:: Exercise details ::
Every record, down to the last line, must be given again exactly.
** Opening Data provided block **
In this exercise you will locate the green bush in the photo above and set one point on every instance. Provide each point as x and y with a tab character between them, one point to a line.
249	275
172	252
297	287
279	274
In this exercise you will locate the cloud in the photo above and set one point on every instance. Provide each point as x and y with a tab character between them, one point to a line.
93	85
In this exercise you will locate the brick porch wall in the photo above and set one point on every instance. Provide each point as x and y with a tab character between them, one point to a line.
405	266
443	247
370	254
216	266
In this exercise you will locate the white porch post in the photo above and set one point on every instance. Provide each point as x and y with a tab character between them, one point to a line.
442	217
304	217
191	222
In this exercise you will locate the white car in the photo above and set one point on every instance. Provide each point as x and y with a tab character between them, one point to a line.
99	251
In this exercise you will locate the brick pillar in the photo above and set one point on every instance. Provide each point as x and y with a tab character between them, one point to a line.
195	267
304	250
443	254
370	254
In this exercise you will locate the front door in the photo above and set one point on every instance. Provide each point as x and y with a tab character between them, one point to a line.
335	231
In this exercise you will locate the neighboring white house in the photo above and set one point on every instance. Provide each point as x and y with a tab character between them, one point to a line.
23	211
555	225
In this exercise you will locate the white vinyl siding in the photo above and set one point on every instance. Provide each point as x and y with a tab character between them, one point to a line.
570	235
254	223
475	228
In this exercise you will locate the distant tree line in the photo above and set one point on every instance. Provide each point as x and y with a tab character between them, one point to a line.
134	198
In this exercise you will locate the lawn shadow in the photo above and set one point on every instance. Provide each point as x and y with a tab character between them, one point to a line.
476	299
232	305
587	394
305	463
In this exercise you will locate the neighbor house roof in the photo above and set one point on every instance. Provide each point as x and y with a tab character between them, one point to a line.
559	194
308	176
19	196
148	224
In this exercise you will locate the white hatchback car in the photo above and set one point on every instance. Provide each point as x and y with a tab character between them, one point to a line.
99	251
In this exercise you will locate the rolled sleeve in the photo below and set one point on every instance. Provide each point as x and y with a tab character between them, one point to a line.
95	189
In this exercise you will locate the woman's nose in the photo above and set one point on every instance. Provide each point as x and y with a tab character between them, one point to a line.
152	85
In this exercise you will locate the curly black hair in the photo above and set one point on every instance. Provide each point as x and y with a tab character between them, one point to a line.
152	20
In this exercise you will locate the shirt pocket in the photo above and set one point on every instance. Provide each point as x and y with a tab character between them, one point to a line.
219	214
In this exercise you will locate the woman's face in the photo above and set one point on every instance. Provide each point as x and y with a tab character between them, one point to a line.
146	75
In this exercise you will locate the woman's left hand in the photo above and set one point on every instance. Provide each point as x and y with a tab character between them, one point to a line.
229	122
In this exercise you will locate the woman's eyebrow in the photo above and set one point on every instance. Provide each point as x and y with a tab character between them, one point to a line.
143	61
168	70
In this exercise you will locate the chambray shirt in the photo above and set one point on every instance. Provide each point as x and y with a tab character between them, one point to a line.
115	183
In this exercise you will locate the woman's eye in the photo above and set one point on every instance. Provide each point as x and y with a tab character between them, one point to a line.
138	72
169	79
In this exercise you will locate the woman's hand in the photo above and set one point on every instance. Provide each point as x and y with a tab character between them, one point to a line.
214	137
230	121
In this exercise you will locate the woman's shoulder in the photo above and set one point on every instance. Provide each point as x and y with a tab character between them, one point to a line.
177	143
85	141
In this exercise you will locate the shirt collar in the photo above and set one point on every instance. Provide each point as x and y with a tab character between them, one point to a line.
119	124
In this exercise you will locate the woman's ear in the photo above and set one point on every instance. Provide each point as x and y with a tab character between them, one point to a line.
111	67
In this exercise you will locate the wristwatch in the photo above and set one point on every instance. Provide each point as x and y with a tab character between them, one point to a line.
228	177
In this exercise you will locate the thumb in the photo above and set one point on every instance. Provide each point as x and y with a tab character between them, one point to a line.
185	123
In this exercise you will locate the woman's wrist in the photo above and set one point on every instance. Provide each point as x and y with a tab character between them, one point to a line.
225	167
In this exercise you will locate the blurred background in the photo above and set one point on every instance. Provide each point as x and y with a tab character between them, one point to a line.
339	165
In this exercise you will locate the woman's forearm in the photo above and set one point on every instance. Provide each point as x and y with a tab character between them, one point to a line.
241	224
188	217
** Closing Data provided block **
:: Worked solution ::
In this exercise you will locate the green bush in the photo above and set one point on every instance. Provide each point as x and y with a tab character between them, one point to a line.
249	275
172	252
297	287
279	274
In this exercise you will locate the cloud in the photo above and set one point on every instance. Provide each point as x and y with a tab character between them, one point to a line.
93	85
In this exercise you will locate the brick porch wall in the photo above and set one point on every instance. Provide each point as x and y with a tab character between them, one point to a line.
405	266
443	247
370	254
216	266
In this exercise you will locate the white porch post in the photo above and set one point on every instance. Provide each point as x and y with a tab character between them, one point to a line.
442	217
304	217
191	222
In this exercise you will locate the white car in the photo above and set one point on every instance. Provide each point as x and y with a tab character between them, one point to a line.
99	251
In this exercise you will locate the brick pillar in the photo above and set one point on every instance. Provide each point as x and y with a tab character between them, one point to a line.
195	267
304	250
443	254
370	254
In this exercise you will locate the front door in the photo above and set one point on every instance. Provide each point as x and y with a tab character between them, one point to a line.
335	231
In this exercise you will locate the neighboring white house in the photo above and set one point on every instance. Provide each point as x and y with a tab character between them, one point to a line.
23	211
555	225
In this exercise you will locate the white vinyl siding in the photo above and set one point on every instance. Provide each point as x and y with a tab character between them, one point to a line.
570	235
254	223
475	228
In this exercise you will locate the distant tree line in the photo above and set one point on every instance. Provide each point as x and y with a tab character between them, one point to a line.
134	198
In this exercise you will locate the lawn shadow in the photo above and set one point on every instance. Provide each point as x and y with a tab character between them, one point to a line.
476	299
232	305
587	394
305	463
In this exercise you will locate the neighbor house roof in the photo above and set one point on every instance. Provide each point as x and y with a tab character between them, one point to a line.
559	194
308	176
19	196
148	224
In this exercise you will locate the white hatchback car in the photo above and set one point on every instance. Provide each point as x and y with a tab character between them, one point to a line.
99	251
In this exercise you will locate the rolled sleeve in the photo below and set one point on every instance. Provide each point as x and y with a tab character between them, one point to a line.
95	189
In this exercise you will locate the woman's nose in the photo above and set one point on every instance. Provide each point as x and y with a tab character between them, one point to a line.
152	85
In this exercise you will locate the curly black hair in the photo above and set one point on every instance. Provide each point as x and y with a tab character between them, one point to a line.
152	20
In this exercise you will locate the shirt pocket in the photo above and set one point on every instance. Provide each point as x and y with a tab character between them, one point to a line.
219	214
In this exercise you will locate the woman's face in the photo above and set one point on every instance. Provide each point as x and y with a tab character between them, one point to a line.
146	75
In this exercise you will locate the woman's left hand in the photo above and set one point on every instance. Provide each point as x and y with a tab character between them, one point to a line.
229	122
In this exercise you will locate the woman's eyebrow in the photo above and set one point on every instance. Provide each point as x and y with a tab character between them, one point to a line.
143	61
168	70
In this exercise you will locate the chambray shirt in the photo above and set one point on every instance. Provide each point as x and y with a tab character between them, one point to a line.
115	183
In this exercise you will locate the woman's eye in the photo above and set one point on every instance. Provide each point as x and y with a tab character between them, one point to a line.
138	72
169	79
In this exercise you will locate the woman's hand in the photo above and set one point on every instance. Provide each point as x and y with a tab character between them, one point to a line.
214	137
230	121
In this exercise you will locate the woman's shoulder in the photo above and set one point on every instance. Provide each point as x and y with a tab character between them, one point to a line.
177	143
85	141
In this exercise you will locate the shirt collar in the photo above and set one point on every instance. Provide each point as x and y with a tab character between them, one point to a line.
119	124
In this exercise you will locate the woman's ear in the photo above and set one point on every instance. Provide each point as x and y with a tab character between them, one point to a line.
111	67
In this exercise you will locate the wristwatch in the photo above and set one point on every instance. Provide each point as x and y with a tab character between them, one point to a line.
228	177
In this exercise you will locate the thumb in the photo above and set one point on every instance. Provide each point as x and y with a tab character between them, one point to a line.
185	123
In this exercise you will locate the woman's wrist in the photo above and set one point on every instance. Provide each point as x and y with a tab character between them, one point to a line.
225	167
In this exercise you will locate the blurred background in the photo above and set one point on every instance. Provide each point as x and y with a tab character between them, one point to a line.
339	165
In this exercise you will locate the woman's forearm in the photo above and set one point on every instance. Provide each point as x and y with a tab character between them, one point to a line.
241	224
188	217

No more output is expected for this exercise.